### SELECTION
** begin **

United States District Court, W.D. Michigan, Southern Division

February 6, 2018

Robin Hammock, Petitioner,
Shirlee Harry, Respondent.



         This is a habeas corpus action brought by a state prisoner under 28 U.S.C. § 2254. Promptly after the filing of a petition for habeas corpus, the Court must undertake a preliminary review of the petition to determine whether “it plainly appears from the face of the petition and any exhibits annexed to it that the petitioner is not entitled to relief in the district court.” Rule 4, Rules Governing § 2254 Cases; see 28 U.S.C. § 2243. If so, the petition must be summarily dismissed. Rule 4; see Allen v. Perini, 424 F.2d 134, 141 (6th Cir. 1970) (district court has the duty to “screen out” petitions that lack merit on their face). A dismissal under Rule 4 includes those petitions which raise legally frivolous claims, as well as those containing factual allegations that are palpably incredible or false. Carson v. Burke, 178 F.3d 434, 436-37 (6th Cir. 1999). After undertaking the review required by Rule 4, the Court will dismiss the petition without prejudice for failure to exhaust available state-court remedies.


         I. Factual allegations

         Petitioner Robin Hammock is incarcerated with the Michigan Department of Corrections at the Earnest C. Brooks Correctional Facility, (LRF) in Muskegon Heights, Michigan. On April 2, 2007, a Wayne County Circuit Court judge, found Petitioner guilty of second-degree murder, Mich. Comp. Laws § 750.317, assault with intent to commit murder, Mich. Comp. Laws § 750.83, felony firearm, Mich. Comp. Laws § 750.227b, and felon in possession of a firearm, Mich. Comp. Laws § 750.224f. On April 19, 2007, the court sentenced Petitioner as a habitual offender-second offense, Mich. Comp. Laws § 769.10, to concurrent sentences of 35 to 70 years for the murder conviction, 20 to 60 years for the assault conviction, and time served for the felon-in-possession conviction, all consecutive to a 2-year sentence for the felony-firearm conviction.

         Petitioner appealed his convictions and sentences, raising several issues. By opinion issued September 23, 2008, the Michigan Court of Appeals affirmed the trial court. According to the docket, Petitioner did not pursue his appeal beyond the state court of appeals.

         According to the Wayne County Circuit Court docket, (last visited January 29, 2018), Petitioner filed motions for relief from judgment in the circuit court during 2012. The motions were denied. Petitioner sought leave to appeal the denial in the Michigan Court of Appeals. The appeal was dismissed on August 28, 2013, because Petitioner failed to pay the filing fee.

** end **

### TASKS FOR THIS EXERCISE
a) According to the court opinion, on what date did the Michigan Court of Appeals issue its opinion affirming the trial court?
b) Using the court opinion, answer yes or no for each statement below and quote the words that settle it. (i) The petitioner is incarcerated at the Earnest C. Brooks Correctional Facility in Muskegon Heights, Michigan. (ii) A jury found the petitioner guilty of second-degree murder. (iii) The appeal of the denial of the motions for relief from judgment was dismissed because the petitioner did not pay the filing fee.
c) Reproduce the part of the court opinion starting with "Petitioner appealed his" and going on through "the filing fee.".

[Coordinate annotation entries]
** begin **

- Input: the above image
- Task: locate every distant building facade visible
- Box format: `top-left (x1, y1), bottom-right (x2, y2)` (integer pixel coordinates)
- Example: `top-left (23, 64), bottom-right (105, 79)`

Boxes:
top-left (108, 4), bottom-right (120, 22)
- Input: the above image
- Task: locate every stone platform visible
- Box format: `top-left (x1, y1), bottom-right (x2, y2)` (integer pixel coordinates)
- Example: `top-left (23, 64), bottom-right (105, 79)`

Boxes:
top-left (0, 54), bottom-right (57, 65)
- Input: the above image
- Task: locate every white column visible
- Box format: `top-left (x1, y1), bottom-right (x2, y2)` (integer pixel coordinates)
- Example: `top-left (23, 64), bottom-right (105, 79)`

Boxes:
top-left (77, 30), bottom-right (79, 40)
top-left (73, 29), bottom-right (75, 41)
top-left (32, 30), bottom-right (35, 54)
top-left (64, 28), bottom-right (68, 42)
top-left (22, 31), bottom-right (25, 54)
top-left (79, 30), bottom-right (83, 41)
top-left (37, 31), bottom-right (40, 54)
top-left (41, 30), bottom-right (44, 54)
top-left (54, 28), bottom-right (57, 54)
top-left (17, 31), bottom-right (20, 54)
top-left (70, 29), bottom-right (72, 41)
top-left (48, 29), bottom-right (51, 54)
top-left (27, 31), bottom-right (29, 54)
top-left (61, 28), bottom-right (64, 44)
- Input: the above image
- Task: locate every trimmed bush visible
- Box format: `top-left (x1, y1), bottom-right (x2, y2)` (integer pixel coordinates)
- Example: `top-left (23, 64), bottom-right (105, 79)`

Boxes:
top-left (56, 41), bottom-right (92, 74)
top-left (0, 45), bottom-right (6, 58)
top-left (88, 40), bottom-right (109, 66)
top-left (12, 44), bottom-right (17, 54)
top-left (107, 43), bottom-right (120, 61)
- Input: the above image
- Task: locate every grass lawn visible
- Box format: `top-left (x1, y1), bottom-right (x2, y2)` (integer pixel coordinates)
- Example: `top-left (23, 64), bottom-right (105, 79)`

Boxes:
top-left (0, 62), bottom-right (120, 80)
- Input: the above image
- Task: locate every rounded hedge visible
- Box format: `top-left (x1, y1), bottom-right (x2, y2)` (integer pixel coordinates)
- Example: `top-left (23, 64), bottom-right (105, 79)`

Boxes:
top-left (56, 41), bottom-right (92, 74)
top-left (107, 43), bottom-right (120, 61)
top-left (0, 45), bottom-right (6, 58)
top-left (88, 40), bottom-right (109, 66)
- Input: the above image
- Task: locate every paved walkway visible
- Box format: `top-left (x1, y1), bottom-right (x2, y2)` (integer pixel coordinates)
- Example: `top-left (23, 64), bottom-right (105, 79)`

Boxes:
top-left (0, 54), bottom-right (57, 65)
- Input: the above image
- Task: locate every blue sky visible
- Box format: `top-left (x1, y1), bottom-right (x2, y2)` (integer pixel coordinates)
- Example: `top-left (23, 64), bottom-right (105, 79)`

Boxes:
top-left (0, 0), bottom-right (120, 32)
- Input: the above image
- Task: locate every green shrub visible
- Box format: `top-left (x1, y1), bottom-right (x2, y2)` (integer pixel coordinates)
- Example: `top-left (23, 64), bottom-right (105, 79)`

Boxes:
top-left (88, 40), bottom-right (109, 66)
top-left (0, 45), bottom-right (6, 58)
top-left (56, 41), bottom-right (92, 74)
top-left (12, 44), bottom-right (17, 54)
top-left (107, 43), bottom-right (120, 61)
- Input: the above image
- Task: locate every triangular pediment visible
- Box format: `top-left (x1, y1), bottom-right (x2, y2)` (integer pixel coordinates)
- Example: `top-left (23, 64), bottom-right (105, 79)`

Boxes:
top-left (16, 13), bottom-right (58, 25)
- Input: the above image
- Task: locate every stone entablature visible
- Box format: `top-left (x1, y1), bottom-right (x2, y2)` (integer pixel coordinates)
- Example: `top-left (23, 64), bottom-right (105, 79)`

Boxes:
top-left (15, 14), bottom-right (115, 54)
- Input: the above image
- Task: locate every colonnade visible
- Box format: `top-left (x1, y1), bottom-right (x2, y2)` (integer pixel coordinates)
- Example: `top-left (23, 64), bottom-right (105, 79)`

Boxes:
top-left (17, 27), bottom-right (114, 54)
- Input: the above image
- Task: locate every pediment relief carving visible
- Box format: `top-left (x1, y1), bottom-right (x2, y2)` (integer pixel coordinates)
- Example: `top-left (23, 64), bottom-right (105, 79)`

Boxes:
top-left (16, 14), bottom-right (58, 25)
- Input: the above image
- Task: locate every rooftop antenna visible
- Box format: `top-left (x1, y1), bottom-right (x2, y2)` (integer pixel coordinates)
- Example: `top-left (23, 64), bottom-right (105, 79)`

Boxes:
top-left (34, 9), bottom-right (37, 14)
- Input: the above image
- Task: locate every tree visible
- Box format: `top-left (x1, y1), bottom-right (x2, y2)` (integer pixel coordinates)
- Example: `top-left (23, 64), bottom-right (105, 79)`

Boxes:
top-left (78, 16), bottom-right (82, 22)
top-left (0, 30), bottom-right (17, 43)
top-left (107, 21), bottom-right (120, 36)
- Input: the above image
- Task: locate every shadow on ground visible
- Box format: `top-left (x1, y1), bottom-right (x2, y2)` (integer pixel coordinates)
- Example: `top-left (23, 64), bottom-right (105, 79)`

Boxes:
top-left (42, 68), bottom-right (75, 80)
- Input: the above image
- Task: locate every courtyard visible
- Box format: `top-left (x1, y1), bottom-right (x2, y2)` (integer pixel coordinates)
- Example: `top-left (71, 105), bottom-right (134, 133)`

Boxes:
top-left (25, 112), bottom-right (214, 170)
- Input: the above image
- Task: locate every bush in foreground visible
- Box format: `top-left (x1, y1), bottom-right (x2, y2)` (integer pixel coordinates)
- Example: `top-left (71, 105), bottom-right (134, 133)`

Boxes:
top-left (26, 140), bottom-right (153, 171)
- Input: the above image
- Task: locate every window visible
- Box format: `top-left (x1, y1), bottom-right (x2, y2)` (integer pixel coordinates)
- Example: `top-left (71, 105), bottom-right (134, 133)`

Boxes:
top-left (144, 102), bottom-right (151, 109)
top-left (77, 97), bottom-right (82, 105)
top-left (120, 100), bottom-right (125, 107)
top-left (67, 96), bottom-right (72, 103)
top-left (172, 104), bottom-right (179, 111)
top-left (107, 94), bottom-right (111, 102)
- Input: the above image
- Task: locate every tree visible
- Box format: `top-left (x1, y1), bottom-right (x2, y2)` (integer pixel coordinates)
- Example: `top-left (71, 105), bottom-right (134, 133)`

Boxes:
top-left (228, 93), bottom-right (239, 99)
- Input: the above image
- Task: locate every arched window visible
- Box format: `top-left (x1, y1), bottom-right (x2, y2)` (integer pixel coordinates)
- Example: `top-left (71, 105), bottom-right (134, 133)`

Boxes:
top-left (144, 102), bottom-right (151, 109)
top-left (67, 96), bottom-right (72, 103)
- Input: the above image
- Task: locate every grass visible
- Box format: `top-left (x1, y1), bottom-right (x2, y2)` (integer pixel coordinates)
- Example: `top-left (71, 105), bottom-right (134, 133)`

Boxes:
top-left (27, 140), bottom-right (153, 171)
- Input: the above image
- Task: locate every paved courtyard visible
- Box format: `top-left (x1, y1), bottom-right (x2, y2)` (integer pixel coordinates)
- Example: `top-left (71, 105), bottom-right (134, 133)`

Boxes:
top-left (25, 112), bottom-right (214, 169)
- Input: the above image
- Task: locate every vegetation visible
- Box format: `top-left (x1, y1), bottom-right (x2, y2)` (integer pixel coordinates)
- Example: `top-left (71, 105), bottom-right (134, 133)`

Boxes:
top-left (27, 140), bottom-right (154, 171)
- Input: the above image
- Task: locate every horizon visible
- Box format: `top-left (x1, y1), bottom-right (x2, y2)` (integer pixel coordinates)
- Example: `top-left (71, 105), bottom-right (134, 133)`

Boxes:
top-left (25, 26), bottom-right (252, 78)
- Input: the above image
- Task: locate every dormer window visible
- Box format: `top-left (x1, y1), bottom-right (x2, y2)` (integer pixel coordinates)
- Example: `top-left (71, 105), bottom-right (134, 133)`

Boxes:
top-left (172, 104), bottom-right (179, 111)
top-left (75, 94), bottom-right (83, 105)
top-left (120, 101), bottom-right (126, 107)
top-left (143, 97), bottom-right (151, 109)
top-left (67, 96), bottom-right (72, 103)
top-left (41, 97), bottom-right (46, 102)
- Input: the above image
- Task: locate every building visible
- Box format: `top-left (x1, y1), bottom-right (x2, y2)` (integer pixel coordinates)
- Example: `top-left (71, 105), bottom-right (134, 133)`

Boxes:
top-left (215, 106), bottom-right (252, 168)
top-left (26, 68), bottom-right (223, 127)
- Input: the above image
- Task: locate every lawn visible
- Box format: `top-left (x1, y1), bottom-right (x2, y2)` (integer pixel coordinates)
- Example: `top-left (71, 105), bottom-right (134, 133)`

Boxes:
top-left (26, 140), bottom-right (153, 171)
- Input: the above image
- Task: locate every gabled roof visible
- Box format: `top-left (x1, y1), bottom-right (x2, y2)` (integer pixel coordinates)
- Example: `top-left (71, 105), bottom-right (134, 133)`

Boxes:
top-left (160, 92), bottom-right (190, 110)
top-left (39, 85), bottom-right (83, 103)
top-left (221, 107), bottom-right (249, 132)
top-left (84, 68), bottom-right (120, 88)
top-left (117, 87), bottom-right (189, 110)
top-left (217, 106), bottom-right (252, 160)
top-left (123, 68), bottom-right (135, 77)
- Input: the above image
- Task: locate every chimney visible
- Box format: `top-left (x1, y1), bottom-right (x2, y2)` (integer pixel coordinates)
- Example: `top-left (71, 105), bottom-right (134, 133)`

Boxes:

** end **

### SOLUTIONS TO THE TASKS
a) September 23, 2008

b)
(i) Yes: "Petitioner Robin Hammock is incarcerated with the Michigan Department of Corrections at the Earnest C. Brooks Correctional Facility, (LRF) in Muskegon Heights, Michigan."
(ii) No: "a Wayne County Circuit Court judge, found Petitioner guilty of second-degree murder"
(iii) Yes: "The appeal was dismissed on August 28, 2013, because Petitioner failed to pay the filing fee."

c)
Petitioner appealed his convictions and sentences, raising several issues. By opinion issued September 23, 2008, the Michigan Court of Appeals affirmed the trial court. According to the docket, Petitioner did not pursue his appeal beyond the state court of appeals.

         According to the Wayne County Circuit Court docket, (last visited January 29, 2018), Petitioner filed motions for relief from judgment in the circuit court during 2012. The motions were denied. Petitioner sought leave to appeal the denial in the Michigan Court of Appeals. The appeal was dismissed on August 28, 2013, because Petitioner failed to pay the filing fee.